> _DATA FOR THIS TASK_:

--------------------

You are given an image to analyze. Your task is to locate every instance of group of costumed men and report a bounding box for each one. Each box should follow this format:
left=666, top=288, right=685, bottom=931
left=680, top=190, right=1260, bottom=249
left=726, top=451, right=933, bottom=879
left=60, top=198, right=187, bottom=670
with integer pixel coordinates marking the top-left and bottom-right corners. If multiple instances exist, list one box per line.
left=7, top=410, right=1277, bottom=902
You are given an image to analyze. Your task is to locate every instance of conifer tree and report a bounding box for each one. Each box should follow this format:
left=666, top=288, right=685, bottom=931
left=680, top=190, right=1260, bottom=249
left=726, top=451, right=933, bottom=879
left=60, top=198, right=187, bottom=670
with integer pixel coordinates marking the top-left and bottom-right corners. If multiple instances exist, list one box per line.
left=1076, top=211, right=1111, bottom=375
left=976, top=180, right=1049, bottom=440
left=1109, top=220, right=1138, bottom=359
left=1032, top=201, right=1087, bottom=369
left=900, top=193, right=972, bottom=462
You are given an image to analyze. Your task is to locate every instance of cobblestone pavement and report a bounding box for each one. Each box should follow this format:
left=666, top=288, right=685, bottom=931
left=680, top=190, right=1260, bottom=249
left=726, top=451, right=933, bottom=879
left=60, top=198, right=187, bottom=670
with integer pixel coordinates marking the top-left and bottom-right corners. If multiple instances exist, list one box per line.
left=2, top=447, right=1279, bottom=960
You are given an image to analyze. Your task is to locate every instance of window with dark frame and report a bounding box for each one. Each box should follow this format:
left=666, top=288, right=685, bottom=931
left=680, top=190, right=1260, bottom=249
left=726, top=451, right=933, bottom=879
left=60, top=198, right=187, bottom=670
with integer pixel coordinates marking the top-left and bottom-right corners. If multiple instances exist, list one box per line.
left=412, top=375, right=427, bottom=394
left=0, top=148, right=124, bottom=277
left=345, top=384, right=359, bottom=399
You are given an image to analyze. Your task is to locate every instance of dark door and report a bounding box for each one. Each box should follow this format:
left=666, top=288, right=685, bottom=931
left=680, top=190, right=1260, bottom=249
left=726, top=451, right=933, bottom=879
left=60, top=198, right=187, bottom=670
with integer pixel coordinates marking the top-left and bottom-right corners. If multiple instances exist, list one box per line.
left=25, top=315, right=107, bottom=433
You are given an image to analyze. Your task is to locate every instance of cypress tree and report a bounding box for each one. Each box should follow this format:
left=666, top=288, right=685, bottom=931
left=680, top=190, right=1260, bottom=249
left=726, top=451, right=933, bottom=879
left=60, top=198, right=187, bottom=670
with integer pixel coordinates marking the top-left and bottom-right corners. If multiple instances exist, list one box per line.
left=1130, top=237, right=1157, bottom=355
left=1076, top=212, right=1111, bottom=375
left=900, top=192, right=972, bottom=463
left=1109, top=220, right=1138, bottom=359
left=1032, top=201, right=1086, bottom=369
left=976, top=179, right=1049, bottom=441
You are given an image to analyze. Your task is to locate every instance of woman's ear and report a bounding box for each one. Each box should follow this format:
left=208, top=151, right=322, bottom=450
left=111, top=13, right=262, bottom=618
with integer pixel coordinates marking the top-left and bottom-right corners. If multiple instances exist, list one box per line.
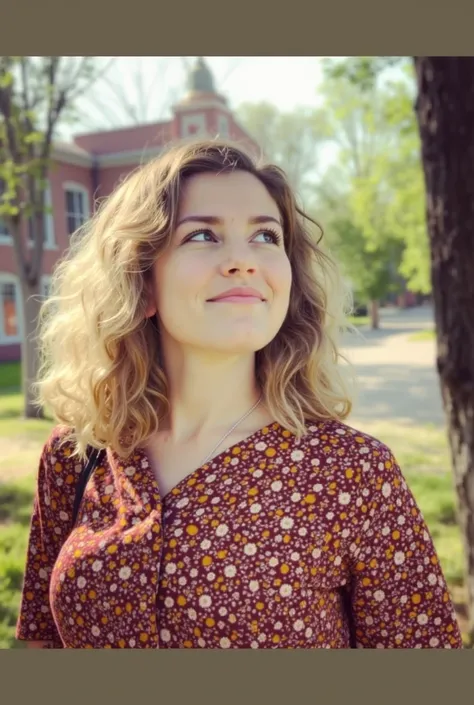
left=145, top=301, right=157, bottom=319
left=143, top=278, right=157, bottom=319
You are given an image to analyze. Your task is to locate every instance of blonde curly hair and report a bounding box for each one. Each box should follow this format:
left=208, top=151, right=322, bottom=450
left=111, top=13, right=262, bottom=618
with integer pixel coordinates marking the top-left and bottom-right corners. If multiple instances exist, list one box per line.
left=34, top=138, right=354, bottom=460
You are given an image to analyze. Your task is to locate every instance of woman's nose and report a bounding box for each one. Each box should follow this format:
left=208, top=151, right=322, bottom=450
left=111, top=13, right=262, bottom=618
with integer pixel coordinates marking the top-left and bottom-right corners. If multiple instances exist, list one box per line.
left=219, top=244, right=258, bottom=275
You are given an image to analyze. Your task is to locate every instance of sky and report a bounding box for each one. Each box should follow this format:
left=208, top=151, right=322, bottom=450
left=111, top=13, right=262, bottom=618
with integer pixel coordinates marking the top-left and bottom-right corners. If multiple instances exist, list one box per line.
left=195, top=56, right=327, bottom=110
left=64, top=56, right=330, bottom=138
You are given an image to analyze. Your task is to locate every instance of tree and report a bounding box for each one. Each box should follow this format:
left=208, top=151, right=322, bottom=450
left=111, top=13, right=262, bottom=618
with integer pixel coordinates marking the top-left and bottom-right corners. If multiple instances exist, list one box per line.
left=319, top=59, right=431, bottom=298
left=237, top=101, right=327, bottom=199
left=74, top=57, right=178, bottom=130
left=414, top=57, right=474, bottom=645
left=324, top=216, right=403, bottom=329
left=316, top=177, right=403, bottom=329
left=0, top=57, right=106, bottom=418
left=313, top=73, right=410, bottom=326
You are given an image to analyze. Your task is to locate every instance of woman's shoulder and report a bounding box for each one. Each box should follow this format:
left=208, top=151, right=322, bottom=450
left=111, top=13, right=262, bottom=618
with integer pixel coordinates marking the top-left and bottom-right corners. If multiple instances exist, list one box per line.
left=296, top=418, right=400, bottom=485
left=37, top=424, right=84, bottom=494
left=302, top=418, right=395, bottom=459
left=294, top=419, right=408, bottom=532
left=42, top=424, right=79, bottom=464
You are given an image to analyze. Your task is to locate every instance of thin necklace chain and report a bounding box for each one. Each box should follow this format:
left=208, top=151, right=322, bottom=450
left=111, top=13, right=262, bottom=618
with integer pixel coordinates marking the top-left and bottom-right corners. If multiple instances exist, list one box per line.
left=200, top=394, right=263, bottom=468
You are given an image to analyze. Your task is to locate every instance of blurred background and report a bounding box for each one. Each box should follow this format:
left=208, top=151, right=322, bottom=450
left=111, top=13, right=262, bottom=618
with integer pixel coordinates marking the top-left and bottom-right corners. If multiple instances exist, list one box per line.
left=0, top=56, right=471, bottom=647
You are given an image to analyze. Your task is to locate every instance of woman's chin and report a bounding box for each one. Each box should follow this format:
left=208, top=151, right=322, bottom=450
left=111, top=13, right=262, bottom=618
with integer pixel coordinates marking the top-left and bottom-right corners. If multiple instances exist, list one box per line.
left=202, top=332, right=273, bottom=355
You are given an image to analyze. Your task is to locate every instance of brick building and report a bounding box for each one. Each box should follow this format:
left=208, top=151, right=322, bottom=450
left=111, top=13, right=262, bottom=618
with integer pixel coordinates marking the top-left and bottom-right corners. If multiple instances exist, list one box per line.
left=0, top=58, right=257, bottom=363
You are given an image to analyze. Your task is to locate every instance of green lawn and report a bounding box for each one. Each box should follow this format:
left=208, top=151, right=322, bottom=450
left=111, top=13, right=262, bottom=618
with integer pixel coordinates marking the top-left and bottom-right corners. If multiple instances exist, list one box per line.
left=347, top=315, right=370, bottom=328
left=408, top=329, right=436, bottom=342
left=0, top=361, right=55, bottom=445
left=0, top=363, right=469, bottom=647
left=0, top=361, right=21, bottom=391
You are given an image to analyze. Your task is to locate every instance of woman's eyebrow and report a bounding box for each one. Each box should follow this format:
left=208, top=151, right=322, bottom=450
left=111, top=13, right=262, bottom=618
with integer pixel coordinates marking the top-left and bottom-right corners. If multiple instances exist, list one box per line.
left=177, top=214, right=282, bottom=227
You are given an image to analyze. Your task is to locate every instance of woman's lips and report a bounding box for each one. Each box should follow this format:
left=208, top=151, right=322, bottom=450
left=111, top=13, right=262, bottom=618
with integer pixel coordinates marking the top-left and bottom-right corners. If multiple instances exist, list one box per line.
left=207, top=287, right=265, bottom=303
left=208, top=295, right=263, bottom=303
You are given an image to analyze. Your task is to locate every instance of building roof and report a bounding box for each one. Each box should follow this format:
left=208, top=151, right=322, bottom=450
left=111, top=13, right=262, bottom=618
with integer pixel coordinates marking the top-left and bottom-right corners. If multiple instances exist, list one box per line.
left=188, top=57, right=216, bottom=94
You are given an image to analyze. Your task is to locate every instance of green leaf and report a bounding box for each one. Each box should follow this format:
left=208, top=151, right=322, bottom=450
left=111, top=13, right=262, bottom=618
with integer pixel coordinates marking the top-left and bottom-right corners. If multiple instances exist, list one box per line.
left=0, top=71, right=14, bottom=89
left=23, top=132, right=44, bottom=145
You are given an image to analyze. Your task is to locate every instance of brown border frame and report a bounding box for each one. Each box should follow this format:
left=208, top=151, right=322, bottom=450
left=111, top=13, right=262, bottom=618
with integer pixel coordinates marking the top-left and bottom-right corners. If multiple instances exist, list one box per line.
left=1, top=0, right=472, bottom=702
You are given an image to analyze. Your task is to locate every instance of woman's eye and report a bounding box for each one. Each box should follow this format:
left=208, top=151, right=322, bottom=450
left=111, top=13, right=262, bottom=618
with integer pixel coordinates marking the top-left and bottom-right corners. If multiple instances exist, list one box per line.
left=187, top=230, right=215, bottom=242
left=253, top=230, right=281, bottom=245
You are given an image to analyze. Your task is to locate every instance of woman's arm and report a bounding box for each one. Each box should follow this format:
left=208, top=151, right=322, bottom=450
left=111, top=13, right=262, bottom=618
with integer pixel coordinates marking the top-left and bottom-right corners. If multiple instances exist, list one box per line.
left=347, top=448, right=463, bottom=648
left=16, top=429, right=70, bottom=648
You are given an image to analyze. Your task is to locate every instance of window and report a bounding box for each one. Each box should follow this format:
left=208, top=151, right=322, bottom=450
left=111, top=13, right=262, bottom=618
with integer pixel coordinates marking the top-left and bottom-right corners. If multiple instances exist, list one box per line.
left=0, top=276, right=22, bottom=343
left=64, top=183, right=89, bottom=235
left=0, top=181, right=11, bottom=243
left=181, top=113, right=207, bottom=137
left=27, top=183, right=55, bottom=248
left=217, top=114, right=230, bottom=137
left=0, top=218, right=9, bottom=239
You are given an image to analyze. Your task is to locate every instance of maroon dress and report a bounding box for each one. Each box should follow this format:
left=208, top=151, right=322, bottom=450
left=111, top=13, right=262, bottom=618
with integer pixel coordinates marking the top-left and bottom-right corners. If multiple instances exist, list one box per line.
left=16, top=420, right=463, bottom=648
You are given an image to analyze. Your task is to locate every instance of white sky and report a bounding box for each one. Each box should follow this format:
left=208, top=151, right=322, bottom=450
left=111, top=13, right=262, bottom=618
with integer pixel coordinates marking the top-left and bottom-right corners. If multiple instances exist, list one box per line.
left=197, top=56, right=327, bottom=111
left=64, top=56, right=330, bottom=138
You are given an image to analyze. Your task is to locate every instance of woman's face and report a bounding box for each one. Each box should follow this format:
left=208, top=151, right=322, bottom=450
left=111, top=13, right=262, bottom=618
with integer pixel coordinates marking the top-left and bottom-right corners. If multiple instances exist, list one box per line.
left=147, top=170, right=292, bottom=357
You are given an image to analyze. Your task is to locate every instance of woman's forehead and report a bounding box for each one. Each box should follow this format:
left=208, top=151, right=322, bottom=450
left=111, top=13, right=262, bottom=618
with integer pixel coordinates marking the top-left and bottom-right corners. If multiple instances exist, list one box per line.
left=178, top=171, right=280, bottom=220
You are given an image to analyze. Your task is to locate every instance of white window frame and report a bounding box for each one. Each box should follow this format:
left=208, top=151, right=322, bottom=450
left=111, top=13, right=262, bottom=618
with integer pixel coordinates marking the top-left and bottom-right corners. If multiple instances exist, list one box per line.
left=27, top=181, right=56, bottom=250
left=0, top=180, right=12, bottom=245
left=63, top=181, right=90, bottom=236
left=1, top=180, right=56, bottom=249
left=0, top=273, right=24, bottom=345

--------------------

> _THE PROBLEM_:
From the listing above, copy all lines holding the word "green".

> _YOUR SOLUTION_:
You are given an image to analyze. Your task is to locate every instance of green lawn and report a bounding box for each one. Each box should follow this format:
You are given an image to analyze. Your task is to locate every instance of green leaf and report a bounding box for each one. Each box should follow this format:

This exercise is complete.